╔══

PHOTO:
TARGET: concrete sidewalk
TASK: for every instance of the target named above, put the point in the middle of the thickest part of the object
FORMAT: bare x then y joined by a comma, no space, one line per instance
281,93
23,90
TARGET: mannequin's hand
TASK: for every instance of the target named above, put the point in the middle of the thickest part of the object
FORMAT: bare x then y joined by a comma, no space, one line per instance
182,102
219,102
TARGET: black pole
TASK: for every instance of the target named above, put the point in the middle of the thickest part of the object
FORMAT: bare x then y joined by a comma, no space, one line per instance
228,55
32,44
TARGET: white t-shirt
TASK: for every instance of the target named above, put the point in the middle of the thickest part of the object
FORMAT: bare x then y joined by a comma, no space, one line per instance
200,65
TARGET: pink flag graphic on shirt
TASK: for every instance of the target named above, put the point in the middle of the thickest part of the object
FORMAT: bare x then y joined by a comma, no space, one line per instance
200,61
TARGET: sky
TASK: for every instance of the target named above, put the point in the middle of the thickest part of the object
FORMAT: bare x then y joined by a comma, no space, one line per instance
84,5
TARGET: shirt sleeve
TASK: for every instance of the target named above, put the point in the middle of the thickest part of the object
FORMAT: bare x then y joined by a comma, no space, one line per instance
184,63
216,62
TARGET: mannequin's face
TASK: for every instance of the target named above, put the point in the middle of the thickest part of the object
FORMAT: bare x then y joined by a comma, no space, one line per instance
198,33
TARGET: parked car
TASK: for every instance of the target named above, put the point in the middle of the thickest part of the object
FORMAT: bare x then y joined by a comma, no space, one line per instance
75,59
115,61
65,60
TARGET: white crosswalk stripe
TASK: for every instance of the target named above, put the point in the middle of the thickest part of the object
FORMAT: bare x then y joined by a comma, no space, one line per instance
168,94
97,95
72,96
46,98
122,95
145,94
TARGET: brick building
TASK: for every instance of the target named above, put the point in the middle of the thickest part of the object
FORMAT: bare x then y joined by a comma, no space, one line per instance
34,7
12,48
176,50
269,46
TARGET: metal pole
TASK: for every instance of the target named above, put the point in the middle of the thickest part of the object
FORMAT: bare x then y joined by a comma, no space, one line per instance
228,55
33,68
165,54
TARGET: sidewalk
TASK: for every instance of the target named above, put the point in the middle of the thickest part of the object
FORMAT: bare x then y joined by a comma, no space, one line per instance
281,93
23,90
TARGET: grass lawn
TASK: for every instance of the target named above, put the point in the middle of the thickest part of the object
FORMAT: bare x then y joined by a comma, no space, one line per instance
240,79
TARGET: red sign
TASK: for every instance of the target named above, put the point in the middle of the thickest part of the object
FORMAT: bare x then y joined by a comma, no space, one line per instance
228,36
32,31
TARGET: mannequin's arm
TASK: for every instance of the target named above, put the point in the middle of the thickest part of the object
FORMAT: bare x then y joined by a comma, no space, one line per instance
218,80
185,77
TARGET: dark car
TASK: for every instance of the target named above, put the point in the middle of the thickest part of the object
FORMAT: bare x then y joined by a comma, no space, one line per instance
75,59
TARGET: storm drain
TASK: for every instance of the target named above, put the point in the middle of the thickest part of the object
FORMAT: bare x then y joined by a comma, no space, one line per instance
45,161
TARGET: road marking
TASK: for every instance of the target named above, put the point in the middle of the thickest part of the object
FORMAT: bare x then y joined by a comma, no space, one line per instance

╚══

TASK PROMPT: Reproduce all of the records with "thickest part" swapped for "widest part" wherever it occurs, leaving every other line unchanged.

RESULT OF THE TASK:
PHOTO:
TARGET: concrete sidewalk
TASK: for every instance of the target named above, put the point in the middle of the widest part of the object
FORMAT: bare x then y joined by a comma, no space, one line per instance
281,93
23,90
TARGET: mannequin's hand
TASK: for every instance of the target named above, put the point in the middle of the widest part of the object
FORMAT: bare x then y joined by a comma, no space, one line per instance
182,102
219,102
TARGET: black pole
TASK: for every instance of the target named above, put the point in the middle of the widest part of the object
FORMAT: bare x then y joined by a comma, no space, one line per instance
228,55
32,44
TARGET: white t-shirt
TASK: for every instance of the target named above, put the point in the middle of the widest part of the object
FORMAT: bare x then y joined by a comma, no space, one line per instance
200,65
TARGET: pink flag graphic on shirt
TASK: for every instance of the target named above, put the point in the middle of the widest part of the object
FORMAT: bare x then y joined by a comma, no space, one line per instance
200,61
TARGET: sky
TASK: for every instance of the target named above, put the point in the middle of the widest part of the object
FORMAT: bare x then y joined by a comma, no space, one line per instance
84,5
TARGET: shirt sleeve
TASK: for every instance of the target named above, put the point in the middle of the widest part of the object
FORMAT: bare x then y joined by a comma, no space, one line per instance
184,63
216,62
TARGET: mannequin's face
TASK: for every instance of the target named above, put the point in the middle of the widest part of the object
FORMAT: bare x then y joined by a comma, no space, one line per instance
198,33
TARGET: parked car
TASK: for every instance of the target named above, put the point in the middle of the widest part of the object
FORMAT: bare x then y joined by a comma, no space, one line per instance
75,59
115,61
65,60
TARGET: white crosswalk stripe
TASK: for every instance of the target named above, put the point in the middle of the widest part of the object
FORMAT: bare x then y joined by a comma, no space, one line per instance
168,94
97,95
72,96
46,98
122,95
145,94
TARGET: brick building
TASK: for every instance of the target named above, put the point in the middle of the widest part of the object
FORMAT: bare x then y joined by a comma, no space, one line per instance
34,7
12,48
176,50
269,46
TARGET: metal pole
TASK: for every instance of the target named above, put the point in the middle of the widest part of the object
FORMAT: bare x then y joined by a comma, no space, one line per instance
228,55
33,68
165,54
TARGET: sidewalk
TASK: for every instance of the target named above, put the point in the middle of the widest part of the object
FORMAT: bare x then y joined by a comma, no space, one line per instance
281,93
23,90
TARGET: grass lawn
TASK: for every instance of the target named above, put the point in the middle of the widest part of the object
FORMAT: bare x then y joined by a comma, no space, one line per instance
240,79
TARGET: red sign
TASK: for every instance of the target named above, put the point in the middle of the widest part of the object
FORMAT: bare x then y joined by a comma, no space, one line per instance
228,36
32,31
TARGET: mannequin's arm
TASK: for every instance of the target named above, put the point in the middle of the widest part of the object
FORMAT: bare x then y joined by a comma, no space, one line per instance
218,80
185,77
TARGET: dark car
TASK: for every instance of the target named above, put the point in the middle of the widest part of the object
FORMAT: bare x then y joined by a comma, no space, one line per instance
75,59
TARGET: storm drain
TASK: for every instance of the target named above, put the point in the middle of the widest part of the object
FORMAT: bare x then y joined by a comma, no space, one line per instance
45,161
TARGET: road marking
TASK: for every instance of the target named above, put the point in the middle of the widest part of the object
FORMAT: bare x then y joined by a comma, no space, one line per instance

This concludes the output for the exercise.